**Exercise passage**:
┄┄┄┄┄┄┄┄┄┄┄┄┄┄┄┄┄┄┄┄
The Cray XD1 is a highly modular Linux-based supercomputer, with great ease of scalability. The smallest complete base unit is a chassis. (This is where the name “mini” comes in.) It is a 12 processor Opteron machine. Up to 12 chassis can be installed in a rack. Multirack configurations integrate hundreds of processors into a single system. The system is a great marriage of Cray, Linux and AMD technologies.
One of the greatest features of the XD1 is its ability to self-heal whenever a problem is detected. It uses an elaborate fault detection system that monitors over 200 critical hardware functions as well as the Linux OS, predicting eminent failures and automatically recovering from them.
The Cray XD1 system provides extensive fault detection, isolation, and prediction capabilities, coupled with automated proactive and reactive self-healing intelligence.
┄┄┄┄┄┄┄┄┄┄┄┄┄┄┄┄┄┄┄┄
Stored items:
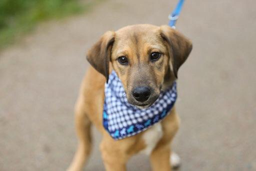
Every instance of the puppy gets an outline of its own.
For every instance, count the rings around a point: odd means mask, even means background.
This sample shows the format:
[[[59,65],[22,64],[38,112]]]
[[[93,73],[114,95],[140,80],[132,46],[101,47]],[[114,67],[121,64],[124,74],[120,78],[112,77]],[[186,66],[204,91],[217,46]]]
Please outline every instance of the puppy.
[[[92,124],[103,136],[100,149],[106,171],[126,171],[129,159],[141,152],[150,156],[153,171],[170,171],[170,145],[180,124],[175,107],[161,122],[146,130],[114,140],[102,123],[105,84],[114,71],[128,103],[147,109],[162,91],[174,84],[178,69],[192,49],[190,40],[167,25],[133,25],[106,32],[87,54],[92,67],[82,81],[76,105],[78,145],[68,171],[81,171],[87,161],[92,148]]]

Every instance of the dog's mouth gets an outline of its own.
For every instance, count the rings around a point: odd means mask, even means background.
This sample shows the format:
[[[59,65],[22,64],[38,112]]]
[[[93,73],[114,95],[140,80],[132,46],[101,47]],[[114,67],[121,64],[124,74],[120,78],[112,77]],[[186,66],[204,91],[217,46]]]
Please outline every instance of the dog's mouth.
[[[145,107],[145,106],[148,106],[148,104],[147,104],[147,103],[141,104],[140,104],[140,105],[137,105],[137,106],[139,106],[139,107]]]
[[[138,108],[141,109],[146,109],[150,107],[151,105],[152,105],[158,99],[159,95],[155,95],[154,96],[152,96],[147,101],[142,103],[140,102],[138,102],[133,98],[129,100],[129,98],[128,98],[128,102],[130,104],[132,105],[135,106]]]

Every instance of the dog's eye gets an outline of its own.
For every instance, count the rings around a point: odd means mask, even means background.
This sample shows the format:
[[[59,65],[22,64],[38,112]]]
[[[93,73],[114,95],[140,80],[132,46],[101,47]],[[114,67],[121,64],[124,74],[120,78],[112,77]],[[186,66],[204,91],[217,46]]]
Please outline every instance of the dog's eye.
[[[122,65],[128,65],[128,59],[125,56],[120,56],[118,58],[118,60]]]
[[[150,55],[150,59],[152,61],[158,60],[161,56],[161,54],[159,52],[153,52]]]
┄┄┄┄┄┄┄┄┄┄┄┄┄┄┄┄┄┄┄┄
**Task objective**:
Please extend the passage on the Cray XD1 supercomputer with a few more sentences that pick up after its last line.

**Response below**:
Fault Detection: In each chassis, a dedicated management processor with its own super-visory network continuously monitors over 200 critical hardware functions, including temperatures, voltages, in-rush currents, parity errors, and component diagnostics. The management system also monitors the sanity and operation of the Linux operating system and key internal services such as DNS, NIS, and LDAP.
Proactive Management: Sophisticated proactive controls adjust a broad range of operating parameters to maintain peak performance and optimal operating conditions. The periodic refresh of system software in an SMP helps avoid problems with corrupted software. These proactive measures improve the mean time between failures (MTBF) and ensure system resiliency and job completion.
Recovery from Failures: The Cray XD1’s self-healing intelligence facilitates a quick and automated recovery in the event of a hardware failure, reducing outages from hours to minutes.
Redundancy features include “N+1 sparing” and the ability to reallocate resources in the event of a failure, enabling a replace-ment SMP to assume the persona of a failed SMP and restore full capacity to the affected partition. Jobs are automatically rescheduled from the last checkpoint.
Before you even look at the special technology, Cray makes sure that the system is adequately equipped.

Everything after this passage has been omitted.